▸ Given entries
┌──

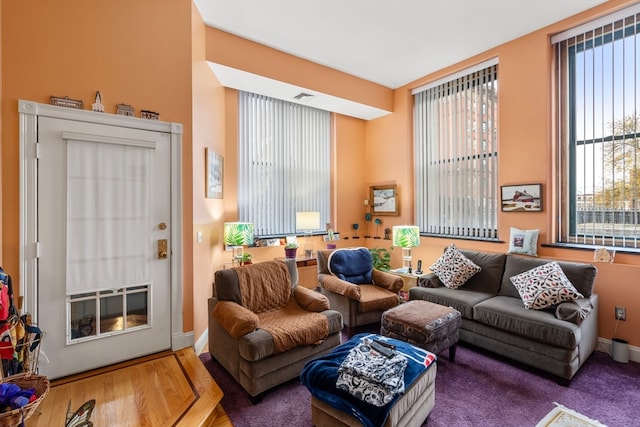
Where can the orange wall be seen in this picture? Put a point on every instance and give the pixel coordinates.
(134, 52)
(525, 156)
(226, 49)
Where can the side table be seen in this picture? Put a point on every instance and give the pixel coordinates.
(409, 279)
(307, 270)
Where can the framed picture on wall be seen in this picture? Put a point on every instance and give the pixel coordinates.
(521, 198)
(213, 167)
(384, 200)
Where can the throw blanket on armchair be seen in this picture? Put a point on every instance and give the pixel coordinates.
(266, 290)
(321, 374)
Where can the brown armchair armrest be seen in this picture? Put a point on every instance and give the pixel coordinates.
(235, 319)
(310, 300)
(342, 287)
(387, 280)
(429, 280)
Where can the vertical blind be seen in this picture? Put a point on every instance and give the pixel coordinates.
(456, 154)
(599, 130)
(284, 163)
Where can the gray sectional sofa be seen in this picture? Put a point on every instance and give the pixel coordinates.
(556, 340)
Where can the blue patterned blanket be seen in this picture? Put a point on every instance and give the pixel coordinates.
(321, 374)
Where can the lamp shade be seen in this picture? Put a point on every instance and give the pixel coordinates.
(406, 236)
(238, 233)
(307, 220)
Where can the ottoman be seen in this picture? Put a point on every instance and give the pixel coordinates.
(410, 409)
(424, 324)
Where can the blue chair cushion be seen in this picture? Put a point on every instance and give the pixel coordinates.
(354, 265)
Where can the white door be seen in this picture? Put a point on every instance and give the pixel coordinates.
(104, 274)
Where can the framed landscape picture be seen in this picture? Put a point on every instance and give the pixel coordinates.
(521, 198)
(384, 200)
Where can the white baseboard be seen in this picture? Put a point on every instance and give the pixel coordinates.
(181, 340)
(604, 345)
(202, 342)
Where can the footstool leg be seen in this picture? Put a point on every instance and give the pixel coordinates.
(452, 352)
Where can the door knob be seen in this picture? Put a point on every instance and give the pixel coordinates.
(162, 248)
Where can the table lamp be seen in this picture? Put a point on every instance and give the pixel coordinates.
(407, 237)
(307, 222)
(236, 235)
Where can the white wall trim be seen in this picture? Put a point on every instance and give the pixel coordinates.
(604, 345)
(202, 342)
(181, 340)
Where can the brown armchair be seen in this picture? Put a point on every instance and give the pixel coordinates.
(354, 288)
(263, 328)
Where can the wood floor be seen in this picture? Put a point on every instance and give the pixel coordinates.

└──

▸ Your goal
Word for word, restate only the lines from the one containing "Where can the door" through the last line of the entries, with both ends kept.

▸ Solution for this exercise
Where can the door knob be seen in this picture? Put a point on every instance and give the pixel coordinates.
(162, 248)
Where can the table lamp be seen in this picture? Put a point on every instance and give the pixel coordinates.
(407, 237)
(307, 222)
(236, 235)
Where can the white wall trim be seen in this picture? Put a point on every instance and give the pixel coordinates.
(604, 345)
(202, 342)
(181, 340)
Where can the brown armchair be seen in this picture? Put a point on every instance and give the pixel coordinates.
(354, 288)
(263, 328)
Where can the wood floor be seen in this picture? Put a point on every instance and give the pixel coordinates.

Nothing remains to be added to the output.